Dataset rows:
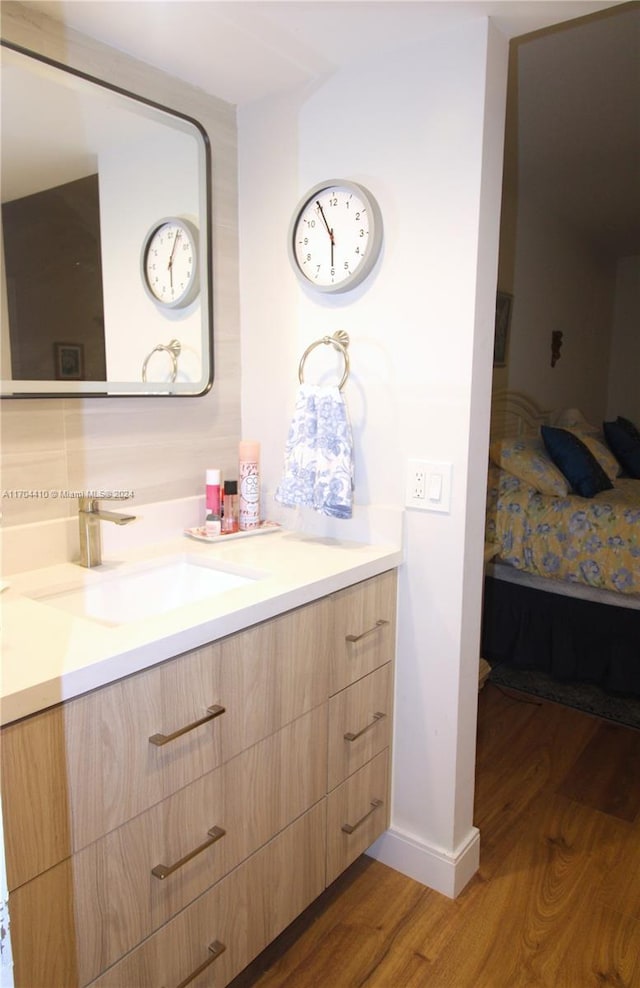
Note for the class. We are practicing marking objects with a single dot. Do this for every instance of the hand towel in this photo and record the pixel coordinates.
(318, 467)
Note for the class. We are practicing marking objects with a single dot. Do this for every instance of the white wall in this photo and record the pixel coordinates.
(623, 396)
(424, 132)
(158, 447)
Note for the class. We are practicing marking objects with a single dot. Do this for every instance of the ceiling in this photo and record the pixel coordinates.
(242, 50)
(578, 116)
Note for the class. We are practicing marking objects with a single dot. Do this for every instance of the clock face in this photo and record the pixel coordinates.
(170, 263)
(336, 236)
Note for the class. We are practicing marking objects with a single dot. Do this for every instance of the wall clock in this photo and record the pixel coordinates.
(169, 262)
(335, 237)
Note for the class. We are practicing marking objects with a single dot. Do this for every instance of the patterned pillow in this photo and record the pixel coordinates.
(625, 446)
(525, 457)
(575, 460)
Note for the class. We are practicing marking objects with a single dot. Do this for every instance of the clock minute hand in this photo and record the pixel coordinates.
(170, 262)
(324, 219)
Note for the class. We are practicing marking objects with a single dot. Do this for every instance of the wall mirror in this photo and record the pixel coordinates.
(106, 239)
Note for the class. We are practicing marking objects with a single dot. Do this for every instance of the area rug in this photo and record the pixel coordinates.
(583, 696)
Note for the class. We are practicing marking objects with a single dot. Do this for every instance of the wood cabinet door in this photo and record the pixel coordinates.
(360, 719)
(193, 838)
(357, 813)
(364, 622)
(135, 742)
(223, 930)
(35, 805)
(115, 769)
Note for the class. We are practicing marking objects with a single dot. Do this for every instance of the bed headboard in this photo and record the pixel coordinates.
(516, 414)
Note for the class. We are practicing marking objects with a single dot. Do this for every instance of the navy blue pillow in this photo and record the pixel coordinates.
(624, 446)
(575, 461)
(628, 427)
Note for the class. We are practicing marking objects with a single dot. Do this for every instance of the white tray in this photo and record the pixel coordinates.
(199, 533)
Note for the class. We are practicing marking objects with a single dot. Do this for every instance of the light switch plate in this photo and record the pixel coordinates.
(428, 485)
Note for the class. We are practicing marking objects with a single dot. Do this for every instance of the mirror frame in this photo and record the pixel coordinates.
(135, 389)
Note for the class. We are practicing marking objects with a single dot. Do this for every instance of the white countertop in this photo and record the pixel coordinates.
(49, 656)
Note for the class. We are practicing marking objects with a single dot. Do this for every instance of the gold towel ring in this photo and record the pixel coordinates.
(173, 349)
(339, 340)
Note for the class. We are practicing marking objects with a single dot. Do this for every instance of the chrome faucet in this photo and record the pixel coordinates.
(89, 517)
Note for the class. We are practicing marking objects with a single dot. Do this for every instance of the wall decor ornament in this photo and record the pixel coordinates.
(504, 304)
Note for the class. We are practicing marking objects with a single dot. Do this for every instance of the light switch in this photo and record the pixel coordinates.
(428, 485)
(435, 487)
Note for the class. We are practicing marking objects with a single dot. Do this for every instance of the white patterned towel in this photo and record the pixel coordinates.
(318, 462)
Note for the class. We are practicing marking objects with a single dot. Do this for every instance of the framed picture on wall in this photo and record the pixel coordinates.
(69, 361)
(501, 336)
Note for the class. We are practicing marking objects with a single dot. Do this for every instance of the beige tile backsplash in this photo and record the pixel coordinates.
(157, 447)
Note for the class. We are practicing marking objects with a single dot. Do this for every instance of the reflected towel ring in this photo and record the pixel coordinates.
(339, 340)
(173, 349)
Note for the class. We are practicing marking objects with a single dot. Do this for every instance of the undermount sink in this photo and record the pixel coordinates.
(146, 591)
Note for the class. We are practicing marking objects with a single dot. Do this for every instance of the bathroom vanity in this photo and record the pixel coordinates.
(164, 825)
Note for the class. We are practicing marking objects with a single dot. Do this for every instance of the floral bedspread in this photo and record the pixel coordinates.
(592, 541)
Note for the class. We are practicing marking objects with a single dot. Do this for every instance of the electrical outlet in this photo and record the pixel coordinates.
(416, 483)
(428, 485)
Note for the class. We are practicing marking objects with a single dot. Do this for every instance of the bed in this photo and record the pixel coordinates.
(562, 589)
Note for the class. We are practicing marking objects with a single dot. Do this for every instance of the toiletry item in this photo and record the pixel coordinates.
(212, 525)
(249, 482)
(212, 499)
(230, 515)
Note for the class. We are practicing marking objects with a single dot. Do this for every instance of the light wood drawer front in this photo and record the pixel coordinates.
(244, 912)
(364, 621)
(118, 901)
(357, 813)
(250, 798)
(34, 795)
(262, 679)
(360, 720)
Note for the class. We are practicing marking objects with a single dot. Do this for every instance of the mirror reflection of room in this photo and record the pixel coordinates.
(86, 172)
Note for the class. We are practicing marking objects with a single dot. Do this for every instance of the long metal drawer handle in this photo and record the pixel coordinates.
(162, 871)
(376, 717)
(216, 949)
(160, 739)
(349, 828)
(356, 638)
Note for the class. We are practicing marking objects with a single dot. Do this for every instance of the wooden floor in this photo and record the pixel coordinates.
(556, 902)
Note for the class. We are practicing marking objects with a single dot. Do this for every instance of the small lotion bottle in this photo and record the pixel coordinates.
(212, 525)
(249, 483)
(230, 516)
(212, 500)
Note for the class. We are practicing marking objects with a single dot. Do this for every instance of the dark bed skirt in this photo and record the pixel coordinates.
(570, 639)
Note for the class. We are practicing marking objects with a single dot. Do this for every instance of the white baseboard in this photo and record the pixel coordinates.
(430, 865)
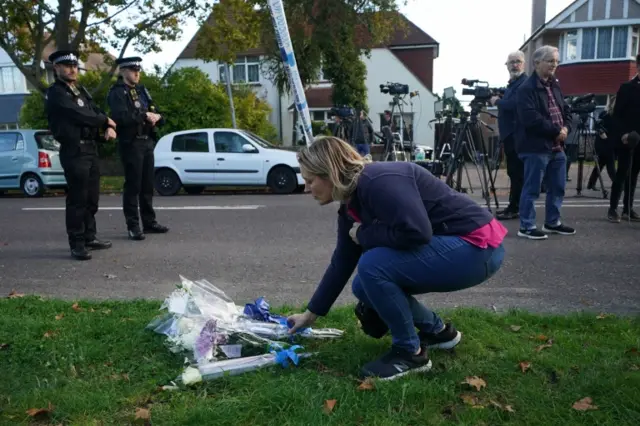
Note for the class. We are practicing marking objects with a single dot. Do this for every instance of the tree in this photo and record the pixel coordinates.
(327, 34)
(28, 26)
(186, 98)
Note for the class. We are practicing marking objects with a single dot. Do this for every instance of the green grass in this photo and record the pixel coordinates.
(99, 365)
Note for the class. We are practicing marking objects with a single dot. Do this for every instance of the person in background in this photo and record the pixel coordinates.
(507, 122)
(545, 121)
(626, 115)
(425, 238)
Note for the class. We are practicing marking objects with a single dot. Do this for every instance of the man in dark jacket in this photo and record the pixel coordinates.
(507, 118)
(136, 115)
(626, 116)
(544, 123)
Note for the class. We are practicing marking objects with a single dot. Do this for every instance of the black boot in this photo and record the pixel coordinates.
(79, 251)
(155, 228)
(97, 244)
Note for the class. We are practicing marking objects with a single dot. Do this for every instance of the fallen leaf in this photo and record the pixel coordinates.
(40, 412)
(329, 404)
(584, 404)
(471, 400)
(143, 413)
(545, 346)
(475, 382)
(14, 295)
(507, 408)
(367, 385)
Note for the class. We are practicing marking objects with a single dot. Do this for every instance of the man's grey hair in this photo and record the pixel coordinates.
(517, 54)
(543, 53)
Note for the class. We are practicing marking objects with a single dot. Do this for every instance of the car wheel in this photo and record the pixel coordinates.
(167, 182)
(32, 185)
(194, 190)
(282, 180)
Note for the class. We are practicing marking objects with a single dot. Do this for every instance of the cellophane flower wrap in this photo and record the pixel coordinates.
(220, 337)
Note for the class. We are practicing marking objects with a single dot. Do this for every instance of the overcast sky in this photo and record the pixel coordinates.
(475, 37)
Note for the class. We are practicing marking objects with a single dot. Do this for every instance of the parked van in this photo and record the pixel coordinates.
(30, 161)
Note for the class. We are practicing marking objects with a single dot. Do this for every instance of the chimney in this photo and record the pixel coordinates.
(538, 14)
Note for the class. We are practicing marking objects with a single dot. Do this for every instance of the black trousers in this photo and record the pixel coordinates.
(515, 171)
(82, 172)
(138, 161)
(626, 177)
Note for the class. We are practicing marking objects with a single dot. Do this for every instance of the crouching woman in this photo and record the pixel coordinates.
(408, 233)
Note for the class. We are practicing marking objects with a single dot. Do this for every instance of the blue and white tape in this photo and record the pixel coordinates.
(288, 57)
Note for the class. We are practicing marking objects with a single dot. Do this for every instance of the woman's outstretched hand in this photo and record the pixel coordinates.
(299, 321)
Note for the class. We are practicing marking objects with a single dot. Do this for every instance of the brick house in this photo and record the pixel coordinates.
(405, 58)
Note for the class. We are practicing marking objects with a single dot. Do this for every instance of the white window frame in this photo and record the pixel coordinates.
(564, 38)
(246, 63)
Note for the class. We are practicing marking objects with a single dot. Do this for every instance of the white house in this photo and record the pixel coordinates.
(407, 59)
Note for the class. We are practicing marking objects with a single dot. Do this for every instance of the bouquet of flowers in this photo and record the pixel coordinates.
(221, 337)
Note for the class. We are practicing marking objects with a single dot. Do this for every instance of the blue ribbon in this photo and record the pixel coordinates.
(284, 355)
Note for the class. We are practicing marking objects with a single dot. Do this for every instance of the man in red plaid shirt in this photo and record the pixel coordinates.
(543, 123)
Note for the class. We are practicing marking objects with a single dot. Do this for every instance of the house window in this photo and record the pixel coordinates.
(11, 80)
(246, 69)
(571, 45)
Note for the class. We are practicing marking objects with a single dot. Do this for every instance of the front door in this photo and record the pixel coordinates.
(11, 159)
(235, 166)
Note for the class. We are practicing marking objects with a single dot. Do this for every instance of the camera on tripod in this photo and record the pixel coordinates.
(343, 112)
(582, 104)
(481, 93)
(394, 89)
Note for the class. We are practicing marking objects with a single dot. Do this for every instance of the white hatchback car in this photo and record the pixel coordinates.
(194, 159)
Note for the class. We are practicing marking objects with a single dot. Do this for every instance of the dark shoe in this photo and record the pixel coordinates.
(613, 217)
(633, 216)
(156, 228)
(371, 323)
(136, 234)
(532, 234)
(446, 339)
(397, 363)
(80, 252)
(559, 229)
(97, 244)
(507, 214)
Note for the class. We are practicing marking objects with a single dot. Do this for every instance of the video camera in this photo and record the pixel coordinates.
(343, 112)
(394, 89)
(483, 93)
(582, 104)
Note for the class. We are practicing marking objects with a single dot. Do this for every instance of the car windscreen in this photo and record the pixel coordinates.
(47, 141)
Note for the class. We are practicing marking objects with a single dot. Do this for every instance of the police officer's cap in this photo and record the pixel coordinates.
(132, 62)
(66, 57)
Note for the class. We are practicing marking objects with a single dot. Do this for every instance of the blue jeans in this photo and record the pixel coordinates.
(363, 148)
(387, 279)
(553, 169)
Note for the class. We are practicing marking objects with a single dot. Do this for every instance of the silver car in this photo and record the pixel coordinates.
(30, 161)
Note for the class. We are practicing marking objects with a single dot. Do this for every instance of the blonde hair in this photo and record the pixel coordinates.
(333, 159)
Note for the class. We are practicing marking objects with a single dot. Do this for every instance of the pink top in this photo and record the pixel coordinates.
(490, 235)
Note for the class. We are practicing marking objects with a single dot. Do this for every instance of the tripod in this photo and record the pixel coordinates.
(582, 133)
(462, 146)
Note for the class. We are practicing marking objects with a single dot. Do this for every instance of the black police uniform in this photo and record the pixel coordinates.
(136, 137)
(76, 123)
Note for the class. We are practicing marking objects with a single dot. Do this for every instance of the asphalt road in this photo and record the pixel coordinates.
(279, 246)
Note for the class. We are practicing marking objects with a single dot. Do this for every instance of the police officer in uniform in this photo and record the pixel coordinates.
(137, 118)
(77, 124)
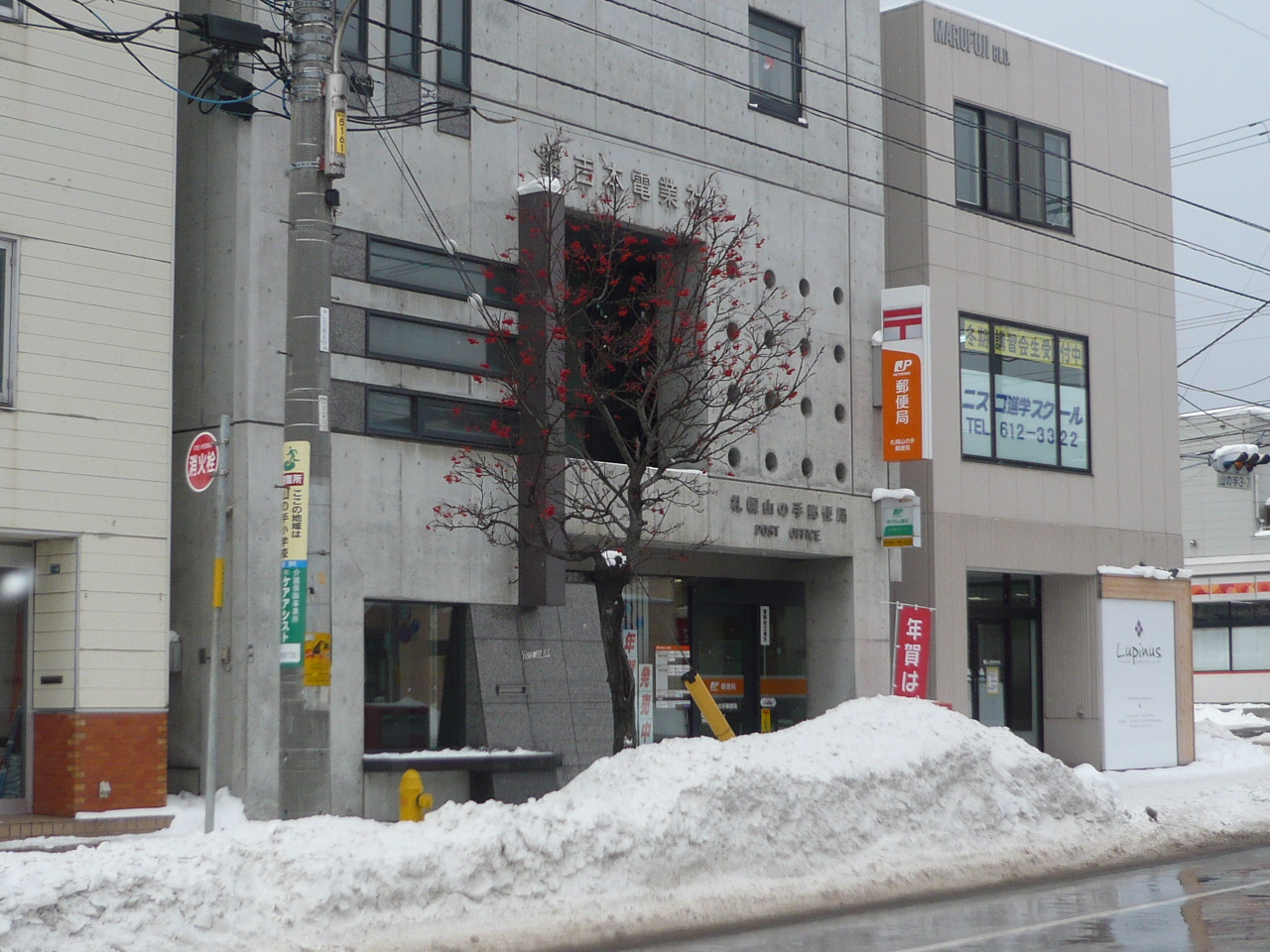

Written request:
How many lines of the material above contain the string "light"? Case matters. Reply with the number alone.

Complete output:
3